Provided text:
▽

3.3. The Governing Equation

Based on the above basic assumptions and geometric model, the fluid flow between the sealing interfaces is defined as a steady flow and satisfies the simplified N-S equation [24]. The simplified N-S equation in the x-direction is written as:

$$\rho \left(u\frac{\partial u}{\partial x}+v\frac{\partial u}{\partial y}\right)=-\frac{\partial p}{\partial x}+\mu \left(\frac{{\partial }^{2}u}{\partial x^2}+\frac{{\partial }^{2}u}{\partial y^2}\right)$$

(3)

The simplified N-S equation in the y-direction is written as:

$$\rho \left(u\frac{\partial v}{\partial x}+v\frac{\partial v}{\partial y}\right)=-\frac{\partial p}{\partial y}+\mu \left(\frac{{\partial }^{2}v}{\partial x^2}+\frac{{\partial }^{2}v}{\partial y^2}\right)$$

(4)

where x and y are coordinate vectors, u and v are velocities along the x and y directions, respectively, ρ is the sealing medium density, μ is the sealing medium viscosity, and p is the sealing medium pressure.

The continuity equation is:

$$\frac{\partial u}{\partial x}+\frac{\partial v}{\partial y}=0$$

(5)

Equations (3)–(5) are governing equations for solving the flow field of the sealing interface based on the N-S equation.

3.4. Boundary Conditions and Solver Settings

Given that Reynolds boundary conditions are close to the actual liquid film distribution and are adopted in the numerical analysis, they are used to define the boundary conditions of the computational region [25,26]. The specific settings are in

Table 1. Boundary condition settings.

Boundary Conditions	Boundary Type and Values
Deflector hole, E	pressure-inlet (P|E = po), po = 0.1–0.9 MPa
Inner diameter, AB	pressure-outlet (P|AB = pi), pI = 0
Outer diameter, CD	pressure-outlet (P|CD = po), po = 0.1–0.9 MPa
Annular groove, FG, HI	periodic boundary (P|FG = P|HI)
Liquid film, AD, BC	periodic boundary (P|AD = P|BC)
Bottom surface of deflector hole and upper surface of annular groove	interface
Bottom surface of annular groove and upper surface of liquid film	interface
Bottom surface of liquid film and upper surface of spiral groove	interface
Spiral groove outlet, JK and diffuser ring inner diameter side, LM	interface
Bottom surface of spiral groove	moving wall
Both sides and inner diameter side of spiral groove	moving wall
The rest of the walls	stationary wall

.

Since the governing Equations (3)–(5) are nonlinear partial differential equations, they cannot be solved analytically; therefore, the computational fluid dynamics (CFD) is used to solve the flow filed [27]. The selected solver parameters are listed as follows: three-dimensional double-precision solver, non-viscous fluid, steady-state laminar flow, “SIMPLEC” algorithm for pressure-velocity coupled computation, central differencing, and second upwind schemes for the discretization of diffusion and convective terms, respectively, and absolute convergence accuracy is 10⁻⁶. “SIMPLEC” algorithm is an abbreviation for SIMPLE consistent, meaning coordinated “SIMPLE” algorithm (Semi-Implicit Method for Pressure Linked Equations).

△

Provided information:

▽

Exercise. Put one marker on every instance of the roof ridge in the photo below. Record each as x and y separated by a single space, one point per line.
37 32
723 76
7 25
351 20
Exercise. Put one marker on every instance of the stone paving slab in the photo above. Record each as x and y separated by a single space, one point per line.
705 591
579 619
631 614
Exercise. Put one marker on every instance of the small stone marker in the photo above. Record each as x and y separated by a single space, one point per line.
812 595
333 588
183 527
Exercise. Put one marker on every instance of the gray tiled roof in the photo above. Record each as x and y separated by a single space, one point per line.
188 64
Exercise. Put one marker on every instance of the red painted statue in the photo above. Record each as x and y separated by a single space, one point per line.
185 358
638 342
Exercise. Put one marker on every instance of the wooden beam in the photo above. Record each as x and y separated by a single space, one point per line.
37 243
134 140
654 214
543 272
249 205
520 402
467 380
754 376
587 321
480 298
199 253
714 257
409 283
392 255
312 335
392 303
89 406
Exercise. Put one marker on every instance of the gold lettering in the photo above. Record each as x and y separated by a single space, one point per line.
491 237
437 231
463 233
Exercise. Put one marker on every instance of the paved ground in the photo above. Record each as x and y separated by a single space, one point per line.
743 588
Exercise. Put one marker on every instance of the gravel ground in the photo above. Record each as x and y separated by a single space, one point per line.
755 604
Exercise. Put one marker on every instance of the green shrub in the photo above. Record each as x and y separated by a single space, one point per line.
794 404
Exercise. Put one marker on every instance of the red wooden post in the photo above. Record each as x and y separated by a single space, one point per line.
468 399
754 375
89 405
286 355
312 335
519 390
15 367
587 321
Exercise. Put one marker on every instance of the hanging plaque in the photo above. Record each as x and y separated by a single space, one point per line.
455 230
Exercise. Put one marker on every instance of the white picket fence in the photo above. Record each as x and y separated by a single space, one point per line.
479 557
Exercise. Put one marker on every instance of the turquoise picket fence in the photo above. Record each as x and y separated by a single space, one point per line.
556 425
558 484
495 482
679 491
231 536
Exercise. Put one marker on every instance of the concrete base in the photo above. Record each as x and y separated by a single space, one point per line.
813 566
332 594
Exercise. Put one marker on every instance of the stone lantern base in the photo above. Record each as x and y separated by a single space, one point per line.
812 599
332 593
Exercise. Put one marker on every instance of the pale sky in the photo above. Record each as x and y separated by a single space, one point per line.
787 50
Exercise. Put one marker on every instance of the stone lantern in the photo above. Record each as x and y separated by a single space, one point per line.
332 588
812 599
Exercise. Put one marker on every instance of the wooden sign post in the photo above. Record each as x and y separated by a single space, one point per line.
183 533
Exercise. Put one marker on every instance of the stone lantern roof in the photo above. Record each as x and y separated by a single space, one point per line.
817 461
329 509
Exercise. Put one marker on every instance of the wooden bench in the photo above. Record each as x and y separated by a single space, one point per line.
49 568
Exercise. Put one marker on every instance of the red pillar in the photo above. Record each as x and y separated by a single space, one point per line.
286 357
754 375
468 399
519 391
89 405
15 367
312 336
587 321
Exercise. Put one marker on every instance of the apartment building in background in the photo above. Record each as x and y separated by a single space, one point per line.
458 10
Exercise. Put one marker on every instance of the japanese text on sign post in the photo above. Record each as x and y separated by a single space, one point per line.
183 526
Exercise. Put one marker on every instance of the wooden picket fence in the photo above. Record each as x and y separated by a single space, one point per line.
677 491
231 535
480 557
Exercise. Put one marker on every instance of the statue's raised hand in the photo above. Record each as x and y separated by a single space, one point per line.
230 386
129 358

△

Exercise: Transcribe, without alteration, the portion of the text on sealing-interface flow starting at "Equations (3)–(5) are governing" and ending at "(P|FG = P|HI)".

Output of the exercise:
Equations (3)–(5) are governing equations for solving the flow field of the sealing interface based on the N-S equation.

3.4. Boundary Conditions and Solver Settings

Given that Reynolds boundary conditions are close to the actual liquid film distribution and are adopted in the numerical analysis, they are used to define the boundary conditions of the computational region [25,26]. The specific settings are in

Table 1. Boundary condition settings.

Boundary Conditions	Boundary Type and Values
Deflector hole, E	pressure-inlet (P|E = po), po = 0.1–0.9 MPa
Inner diameter, AB	pressure-outlet (P|AB = pi), pI = 0
Outer diameter, CD	pressure-outlet (P|CD = po), po = 0.1–0.9 MPa
Annular groove, FG, HI	periodic boundary (P|FG = P|HI)